● **EXTRACT TO READ**
-.-.-

Posted on 09/17/2012 11:38:54 AM PDT by Alex Murphy

PHILADELPHIA, Sept. 17, 2012 (LifeSiteNews.com) - As the November general election approaches, America’s Catholic bishops have been walking a fine line as they strive to avoid appearances of partisanship while at the same time they wage a high-profile battle against the Obama administration over religious freedom.

Earlier this month, one of the leading lights in the U.S. episcopate insisted he “certainly” could not vote for Obama, while not specifically endorsing his Republic opponent Mitt Romney.

Asked whether a Catholic could vote for Obama in good faith, Archbishop Charles Chaput of Philadelphia replied: “I can only speak in terms of my own personal views. I certainly can’t vote for somebody who’s either pro-choice or pro-abortion.”

In a wide-ranging interview with John Allen, Jr. of the National Catholic Reporter, published Friday, the archbishop drew a sharp distinction between a candidate’s “prudential judgments” about how we care for the poor, and his position on an intrinsic evil like abortion.

Responding to concerns over the budget proposed by Republican vice presidential candidate Paul Ryan, which some Catholic bishops and other critics had called immoral because it cut programs to the poor, the archbishop pointed out that people of good faith can legitimately disagree over the role of government in providing aid to the poor.

-.-.-

● **DATASET**
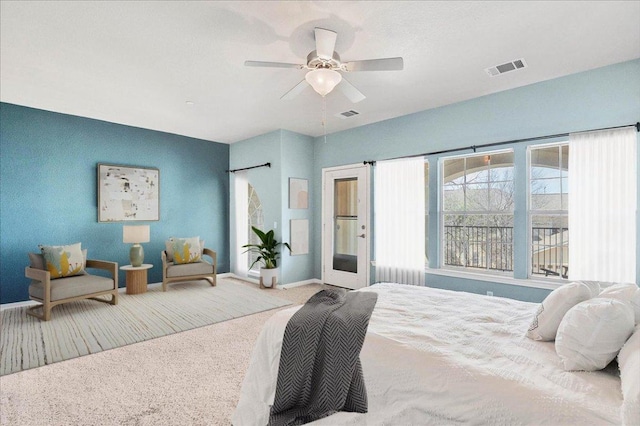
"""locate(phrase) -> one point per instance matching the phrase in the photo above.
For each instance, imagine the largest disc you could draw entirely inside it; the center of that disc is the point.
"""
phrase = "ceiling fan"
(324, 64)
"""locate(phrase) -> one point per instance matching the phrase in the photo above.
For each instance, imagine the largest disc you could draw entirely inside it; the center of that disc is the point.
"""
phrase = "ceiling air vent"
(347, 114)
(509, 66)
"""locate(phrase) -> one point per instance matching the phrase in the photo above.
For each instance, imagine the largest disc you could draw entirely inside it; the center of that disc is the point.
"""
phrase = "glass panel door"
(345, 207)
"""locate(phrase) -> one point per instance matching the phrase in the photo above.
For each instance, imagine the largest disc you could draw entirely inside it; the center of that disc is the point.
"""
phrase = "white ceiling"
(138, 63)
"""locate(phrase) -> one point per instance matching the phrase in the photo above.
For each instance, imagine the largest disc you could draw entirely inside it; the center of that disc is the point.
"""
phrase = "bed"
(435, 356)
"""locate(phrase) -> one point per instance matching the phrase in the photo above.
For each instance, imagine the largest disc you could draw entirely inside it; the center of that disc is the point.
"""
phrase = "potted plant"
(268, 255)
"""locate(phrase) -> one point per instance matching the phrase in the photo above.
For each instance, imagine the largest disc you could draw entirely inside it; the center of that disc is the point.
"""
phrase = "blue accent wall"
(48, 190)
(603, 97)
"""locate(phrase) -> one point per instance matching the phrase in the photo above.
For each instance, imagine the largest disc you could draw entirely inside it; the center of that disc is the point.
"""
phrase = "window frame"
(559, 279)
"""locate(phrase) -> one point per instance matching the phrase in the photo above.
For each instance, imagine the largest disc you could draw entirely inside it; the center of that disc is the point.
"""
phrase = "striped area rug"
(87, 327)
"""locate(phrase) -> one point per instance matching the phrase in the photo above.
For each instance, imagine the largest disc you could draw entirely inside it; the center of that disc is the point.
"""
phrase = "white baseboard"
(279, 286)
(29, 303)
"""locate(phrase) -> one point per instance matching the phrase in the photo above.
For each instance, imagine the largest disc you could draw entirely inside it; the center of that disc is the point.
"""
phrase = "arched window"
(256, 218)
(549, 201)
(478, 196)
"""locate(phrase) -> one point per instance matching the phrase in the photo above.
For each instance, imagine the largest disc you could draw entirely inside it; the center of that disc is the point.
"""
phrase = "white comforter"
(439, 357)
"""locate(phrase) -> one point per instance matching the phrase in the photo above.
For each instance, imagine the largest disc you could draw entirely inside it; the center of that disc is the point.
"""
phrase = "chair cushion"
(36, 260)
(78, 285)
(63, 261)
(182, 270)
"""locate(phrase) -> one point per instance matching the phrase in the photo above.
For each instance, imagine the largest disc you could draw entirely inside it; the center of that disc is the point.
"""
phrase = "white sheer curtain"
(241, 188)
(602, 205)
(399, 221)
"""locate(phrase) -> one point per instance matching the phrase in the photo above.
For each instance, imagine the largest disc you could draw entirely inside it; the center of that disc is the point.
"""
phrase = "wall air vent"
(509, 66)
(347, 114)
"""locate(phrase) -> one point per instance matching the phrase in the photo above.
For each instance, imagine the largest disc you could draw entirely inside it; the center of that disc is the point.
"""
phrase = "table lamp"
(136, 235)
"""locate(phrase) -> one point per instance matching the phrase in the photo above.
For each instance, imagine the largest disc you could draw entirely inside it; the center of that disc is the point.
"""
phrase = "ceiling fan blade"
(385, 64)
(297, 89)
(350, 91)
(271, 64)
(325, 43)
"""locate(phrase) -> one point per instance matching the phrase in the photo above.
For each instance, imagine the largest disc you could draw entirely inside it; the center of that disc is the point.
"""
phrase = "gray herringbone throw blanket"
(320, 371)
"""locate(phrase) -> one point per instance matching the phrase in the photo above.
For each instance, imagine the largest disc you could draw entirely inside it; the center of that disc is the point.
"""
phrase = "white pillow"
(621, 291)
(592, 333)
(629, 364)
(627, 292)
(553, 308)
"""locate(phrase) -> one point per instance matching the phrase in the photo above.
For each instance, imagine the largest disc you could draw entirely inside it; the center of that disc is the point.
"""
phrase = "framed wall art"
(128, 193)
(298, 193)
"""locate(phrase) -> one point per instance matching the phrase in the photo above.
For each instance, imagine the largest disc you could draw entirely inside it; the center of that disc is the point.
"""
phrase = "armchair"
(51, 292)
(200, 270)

-.-.-

● **WORK TO BE COMPLETED**
How would you restate the paragraph in the article on the Catholic bishops and the election that begins "Responding to concerns over the budget" as a short bulleted list of its main facts?

● **RESPONSE BELOW**
- Paul Ryan was the Republican vice presidential candidate and had proposed a budget.
- Some Catholic bishops and other critics called the budget immoral because it cut programs for the poor.
- The archbishop answered that people of good faith can legitimately disagree about government's role in aiding the poor.